* **Text provided**:
§
American businessman (1854–1929)

Charles May Swift (March 19, 1854 – June 21, 1929) was the American businessman who founded Meralco, the largest electric utility and one of the leading companies of the Philippines, founded as the Manila Electric Railroad and Light Company, composed largely of Detroit and Pittsburgh capital. Swift also founded the Philippine Railway Company Inc. (now known as Panay Railways) and several other railroads in Michigan.

==Early life==
On March 19, 1854, Swift was born in Middlebury, Vermont. He was the second child of George Sedgwick Swift and Louise May. In 1856, his parents decided to move to Detroit. He graduated from Detroit High School, in 1870. He studied law in his uncle's office, practised stenography and court reporting. By 1877, he was admitted to the bar.

==Career==
He practiced law until about 1893, after which he became a promoter of surface-railroad enterprises. He was involved with building and operating electric trams and steam railroads in Michigan, particularly the Wyandotte & Detroit River Railway and Detroit & Port Huron Shore Line. All of these properties were eventually acquired by the Detroit United Railway. He was also president and director of the Nipigon Mining & Lands Co., of Detroit. He made his fortune in mining.

In 1903, backed by New York City-based utility and security firm J. G. White & Co. and engineering firm Westinghouse, Church, Kerr and Co. Swift was awarded the bid to construct Manila's light, power and electric railway service. The Westinghouse group was a subsidiary of the Westinghouse Electric & Manufacturing Company. He was contracted by the United States' Philippine Commission and municipal board of Manila to purchase the city's old tramway. In March 1903, articles of incorporation were filed in the State of New Jersey by the Manila Railways and Light Co. with a capital of $1,000,000. He became president of the company which was later renamed Manila Electric Railroad and Light Co., Ltd. in 1905.

Other railroads in the Philippines that he was involved with building include, the Manila Suburban Railways Company extending the system to Fort McKinley and Pasig. This franchise merged with the Manila Electric, Rail, and Light Company in 1919, when it was then shortened to the familiar branding, Meralco. He also organized the Philippine Railway Company for the concession of railways in the islands of Cebu, Panay and Negros, chiefly in districts that produce sugar and hemp for export. The conditions were substantially the same as those imposed in Manila.

He retired in 1925 after selling his railroad interests.
§
* **To do**:
Please answer these questions from the Swift biography:
1. In what year was Swift admitted to the bar?
2. Which company eventually acquired his Michigan railroad properties?
3. In what year did he retire?
Use only the Swift biography.

* **Data listing**:
§
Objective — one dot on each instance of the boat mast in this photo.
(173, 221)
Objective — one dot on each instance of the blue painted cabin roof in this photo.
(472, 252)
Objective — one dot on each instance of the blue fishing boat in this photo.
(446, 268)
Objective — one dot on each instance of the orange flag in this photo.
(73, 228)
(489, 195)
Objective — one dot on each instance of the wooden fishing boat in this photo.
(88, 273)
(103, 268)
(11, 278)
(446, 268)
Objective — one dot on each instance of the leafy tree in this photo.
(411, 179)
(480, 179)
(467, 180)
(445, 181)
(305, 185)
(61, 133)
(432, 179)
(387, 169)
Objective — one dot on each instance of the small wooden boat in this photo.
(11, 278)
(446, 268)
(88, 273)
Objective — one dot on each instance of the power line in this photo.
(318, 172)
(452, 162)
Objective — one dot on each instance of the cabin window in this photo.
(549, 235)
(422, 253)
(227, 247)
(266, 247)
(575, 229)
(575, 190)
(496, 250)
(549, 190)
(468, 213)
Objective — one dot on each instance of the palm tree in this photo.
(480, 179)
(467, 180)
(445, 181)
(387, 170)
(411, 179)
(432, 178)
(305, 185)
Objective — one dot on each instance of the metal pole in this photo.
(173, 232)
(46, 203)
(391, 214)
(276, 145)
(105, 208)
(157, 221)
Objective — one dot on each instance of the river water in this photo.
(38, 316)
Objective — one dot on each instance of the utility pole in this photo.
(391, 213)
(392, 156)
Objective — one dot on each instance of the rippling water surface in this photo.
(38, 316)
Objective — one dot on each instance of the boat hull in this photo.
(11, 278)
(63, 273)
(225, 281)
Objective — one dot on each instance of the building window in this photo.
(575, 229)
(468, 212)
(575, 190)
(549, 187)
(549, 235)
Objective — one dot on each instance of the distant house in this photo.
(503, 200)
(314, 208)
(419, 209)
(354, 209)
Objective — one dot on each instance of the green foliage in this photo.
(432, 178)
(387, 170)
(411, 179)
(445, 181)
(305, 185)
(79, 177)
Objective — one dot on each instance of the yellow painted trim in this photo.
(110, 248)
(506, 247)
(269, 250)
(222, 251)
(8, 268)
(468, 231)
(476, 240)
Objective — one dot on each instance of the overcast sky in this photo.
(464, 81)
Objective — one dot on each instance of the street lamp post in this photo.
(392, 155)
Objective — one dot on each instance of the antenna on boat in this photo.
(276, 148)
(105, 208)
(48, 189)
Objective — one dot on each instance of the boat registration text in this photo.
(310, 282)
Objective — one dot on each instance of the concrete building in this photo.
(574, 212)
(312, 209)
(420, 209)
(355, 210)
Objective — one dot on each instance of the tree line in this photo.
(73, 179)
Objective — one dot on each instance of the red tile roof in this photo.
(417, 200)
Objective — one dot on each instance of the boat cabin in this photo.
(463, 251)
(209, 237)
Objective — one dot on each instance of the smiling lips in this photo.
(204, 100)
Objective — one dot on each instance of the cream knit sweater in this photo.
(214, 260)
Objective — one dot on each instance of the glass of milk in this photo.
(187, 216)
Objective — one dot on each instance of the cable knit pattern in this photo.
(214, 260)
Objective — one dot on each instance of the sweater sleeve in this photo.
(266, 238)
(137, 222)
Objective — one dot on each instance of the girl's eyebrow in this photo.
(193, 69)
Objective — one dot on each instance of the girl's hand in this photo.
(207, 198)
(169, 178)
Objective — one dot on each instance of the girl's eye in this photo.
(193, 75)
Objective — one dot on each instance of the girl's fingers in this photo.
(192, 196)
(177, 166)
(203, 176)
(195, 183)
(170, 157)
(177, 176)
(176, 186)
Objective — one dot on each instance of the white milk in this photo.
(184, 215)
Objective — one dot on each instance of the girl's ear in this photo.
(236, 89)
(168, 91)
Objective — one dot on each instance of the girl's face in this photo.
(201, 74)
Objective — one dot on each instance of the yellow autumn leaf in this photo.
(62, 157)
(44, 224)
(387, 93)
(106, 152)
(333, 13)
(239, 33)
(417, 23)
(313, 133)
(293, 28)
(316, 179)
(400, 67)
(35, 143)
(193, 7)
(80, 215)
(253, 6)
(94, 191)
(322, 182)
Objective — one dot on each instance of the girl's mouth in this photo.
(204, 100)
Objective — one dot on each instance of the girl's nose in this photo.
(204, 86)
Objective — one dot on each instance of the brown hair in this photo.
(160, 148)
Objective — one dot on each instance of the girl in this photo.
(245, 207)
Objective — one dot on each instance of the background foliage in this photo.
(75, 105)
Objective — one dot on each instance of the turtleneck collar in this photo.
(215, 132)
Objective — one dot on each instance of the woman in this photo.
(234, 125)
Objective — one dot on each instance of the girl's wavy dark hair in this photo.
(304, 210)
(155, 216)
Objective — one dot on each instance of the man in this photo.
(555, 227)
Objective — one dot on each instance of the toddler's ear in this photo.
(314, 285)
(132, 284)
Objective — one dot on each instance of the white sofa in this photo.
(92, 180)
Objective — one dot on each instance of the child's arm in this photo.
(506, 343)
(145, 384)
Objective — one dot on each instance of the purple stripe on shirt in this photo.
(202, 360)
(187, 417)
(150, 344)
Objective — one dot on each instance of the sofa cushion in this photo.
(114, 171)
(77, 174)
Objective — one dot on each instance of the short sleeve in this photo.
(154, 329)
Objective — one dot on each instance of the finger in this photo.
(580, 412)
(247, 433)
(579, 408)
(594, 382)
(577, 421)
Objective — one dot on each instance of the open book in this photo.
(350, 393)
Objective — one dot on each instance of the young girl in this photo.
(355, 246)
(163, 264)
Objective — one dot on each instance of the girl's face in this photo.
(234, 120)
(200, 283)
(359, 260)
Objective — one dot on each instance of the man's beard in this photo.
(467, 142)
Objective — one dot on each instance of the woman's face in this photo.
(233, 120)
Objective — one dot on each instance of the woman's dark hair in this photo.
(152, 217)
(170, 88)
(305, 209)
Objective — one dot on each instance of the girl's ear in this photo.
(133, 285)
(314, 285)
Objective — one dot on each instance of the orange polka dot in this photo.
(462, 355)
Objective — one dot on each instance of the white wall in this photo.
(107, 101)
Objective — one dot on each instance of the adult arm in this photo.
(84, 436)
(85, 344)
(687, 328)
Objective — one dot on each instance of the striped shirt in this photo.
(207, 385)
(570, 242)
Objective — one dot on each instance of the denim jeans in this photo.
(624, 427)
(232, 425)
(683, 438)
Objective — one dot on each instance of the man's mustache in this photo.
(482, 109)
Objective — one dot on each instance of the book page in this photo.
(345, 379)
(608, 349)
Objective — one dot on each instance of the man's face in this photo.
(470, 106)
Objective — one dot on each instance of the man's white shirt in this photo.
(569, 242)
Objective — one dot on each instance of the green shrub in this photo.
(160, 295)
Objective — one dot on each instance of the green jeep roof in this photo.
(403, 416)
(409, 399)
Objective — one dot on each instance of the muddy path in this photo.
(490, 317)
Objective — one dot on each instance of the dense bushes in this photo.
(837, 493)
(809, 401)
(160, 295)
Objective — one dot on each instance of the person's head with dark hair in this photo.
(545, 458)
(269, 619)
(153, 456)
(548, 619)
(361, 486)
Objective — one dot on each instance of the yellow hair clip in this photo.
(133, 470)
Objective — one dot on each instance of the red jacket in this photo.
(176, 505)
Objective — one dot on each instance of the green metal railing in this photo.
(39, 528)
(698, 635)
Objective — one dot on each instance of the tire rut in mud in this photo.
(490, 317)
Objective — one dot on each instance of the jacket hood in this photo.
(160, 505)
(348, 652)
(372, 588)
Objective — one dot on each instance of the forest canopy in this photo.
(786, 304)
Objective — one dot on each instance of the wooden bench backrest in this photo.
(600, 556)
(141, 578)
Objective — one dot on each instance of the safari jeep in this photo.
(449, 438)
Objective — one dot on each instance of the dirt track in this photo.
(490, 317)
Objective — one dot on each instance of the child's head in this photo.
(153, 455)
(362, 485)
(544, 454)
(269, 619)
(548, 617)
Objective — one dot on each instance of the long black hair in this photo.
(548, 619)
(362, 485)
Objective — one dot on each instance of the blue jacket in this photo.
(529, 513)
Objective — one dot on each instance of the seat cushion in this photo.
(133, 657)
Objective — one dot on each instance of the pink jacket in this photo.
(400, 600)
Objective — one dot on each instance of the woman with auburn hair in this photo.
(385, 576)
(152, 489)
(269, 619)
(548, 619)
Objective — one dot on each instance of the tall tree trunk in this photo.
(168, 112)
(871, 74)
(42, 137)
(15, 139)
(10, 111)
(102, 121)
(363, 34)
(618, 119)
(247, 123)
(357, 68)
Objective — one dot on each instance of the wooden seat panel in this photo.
§
* **Output below**:
1. 1877
2. The Detroit United Railway
3. 1925